• Problem
Render every line of the listing below as a Markdown table with two columns, Row and Line. Number the rows in order and leave out blank lines.

• Input records
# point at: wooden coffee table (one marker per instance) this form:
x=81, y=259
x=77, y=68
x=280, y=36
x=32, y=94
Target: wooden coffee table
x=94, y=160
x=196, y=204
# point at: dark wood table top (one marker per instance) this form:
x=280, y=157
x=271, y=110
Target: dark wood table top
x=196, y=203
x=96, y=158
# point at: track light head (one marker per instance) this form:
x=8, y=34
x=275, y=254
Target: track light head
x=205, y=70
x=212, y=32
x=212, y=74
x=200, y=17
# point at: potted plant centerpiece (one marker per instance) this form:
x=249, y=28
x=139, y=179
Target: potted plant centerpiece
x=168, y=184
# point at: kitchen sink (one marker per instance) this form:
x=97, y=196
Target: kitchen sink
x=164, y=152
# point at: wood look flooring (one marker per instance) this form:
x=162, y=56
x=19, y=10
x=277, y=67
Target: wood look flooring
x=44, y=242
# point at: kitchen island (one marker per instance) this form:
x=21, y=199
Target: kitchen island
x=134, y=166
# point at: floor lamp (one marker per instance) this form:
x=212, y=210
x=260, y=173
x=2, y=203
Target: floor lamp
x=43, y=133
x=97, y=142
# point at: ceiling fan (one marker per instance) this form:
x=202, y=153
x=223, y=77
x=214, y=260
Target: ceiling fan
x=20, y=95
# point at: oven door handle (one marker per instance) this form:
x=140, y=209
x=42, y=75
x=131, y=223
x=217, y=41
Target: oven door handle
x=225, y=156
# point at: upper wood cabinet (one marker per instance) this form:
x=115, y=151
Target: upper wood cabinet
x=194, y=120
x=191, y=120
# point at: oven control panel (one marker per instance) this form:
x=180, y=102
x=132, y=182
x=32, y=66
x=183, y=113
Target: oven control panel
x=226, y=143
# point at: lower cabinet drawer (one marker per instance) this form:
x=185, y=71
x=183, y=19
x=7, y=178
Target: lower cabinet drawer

• Final result
| Row | Line |
|---|---|
| 1 | # point at: wooden coffee table (one marker per instance) this form: |
| 2 | x=81, y=259 |
| 3 | x=77, y=68 |
| 4 | x=280, y=36 |
| 5 | x=32, y=94 |
| 6 | Target: wooden coffee table |
| 7 | x=94, y=160 |
| 8 | x=196, y=204 |
| 9 | # point at: dark wood table top (one marker per instance) this form: |
| 10 | x=280, y=157 |
| 11 | x=271, y=110 |
| 12 | Target: dark wood table top |
| 13 | x=196, y=203 |
| 14 | x=96, y=158 |
| 15 | # point at: track light head (one marker per instance) this form: |
| 16 | x=8, y=34 |
| 17 | x=275, y=254 |
| 18 | Target: track light head |
| 19 | x=205, y=70 |
| 20 | x=212, y=32 |
| 21 | x=212, y=74 |
| 22 | x=200, y=17 |
| 23 | # point at: potted plant centerpiece (one marker per instance) this form: |
| 24 | x=249, y=28 |
| 25 | x=139, y=179 |
| 26 | Target: potted plant centerpiece |
| 27 | x=168, y=184 |
| 28 | # point at: kitchen sink (one marker per instance) this form: |
| 29 | x=97, y=196 |
| 30 | Target: kitchen sink |
| 31 | x=164, y=152 |
| 32 | # point at: wood look flooring (one marker per instance) this form: |
| 33 | x=162, y=56 |
| 34 | x=19, y=10 |
| 35 | x=277, y=67 |
| 36 | Target: wood look flooring |
| 37 | x=44, y=242 |
| 38 | # point at: kitchen island (one marker per instance) this form: |
| 39 | x=21, y=199 |
| 40 | Target: kitchen island |
| 41 | x=134, y=166 |
| 42 | # point at: floor lamp (one marker per instance) this form: |
| 43 | x=212, y=210 |
| 44 | x=260, y=173 |
| 45 | x=2, y=203 |
| 46 | Target: floor lamp |
| 47 | x=43, y=133 |
| 48 | x=97, y=142 |
| 49 | # point at: ceiling fan (one marker per instance) this form: |
| 50 | x=202, y=153 |
| 51 | x=223, y=77 |
| 52 | x=214, y=260 |
| 53 | Target: ceiling fan |
| 54 | x=20, y=95 |
| 55 | # point at: oven door handle (one marker per instance) this form: |
| 56 | x=140, y=209 |
| 57 | x=42, y=75 |
| 58 | x=131, y=223 |
| 59 | x=217, y=41 |
| 60 | Target: oven door handle |
| 61 | x=225, y=156 |
| 62 | # point at: upper wood cabinet (one marker per instance) this form: |
| 63 | x=115, y=151 |
| 64 | Target: upper wood cabinet |
| 65 | x=194, y=120 |
| 66 | x=191, y=120 |
| 67 | # point at: oven control panel (one marker per instance) this form: |
| 68 | x=180, y=102 |
| 69 | x=132, y=182 |
| 70 | x=32, y=66 |
| 71 | x=183, y=113 |
| 72 | Target: oven control panel |
| 73 | x=226, y=143 |
| 74 | # point at: lower cabinet drawer (one marker per instance) this form: |
| 75 | x=185, y=71 |
| 76 | x=183, y=19 |
| 77 | x=7, y=178 |
| 78 | Target: lower cabinet drawer |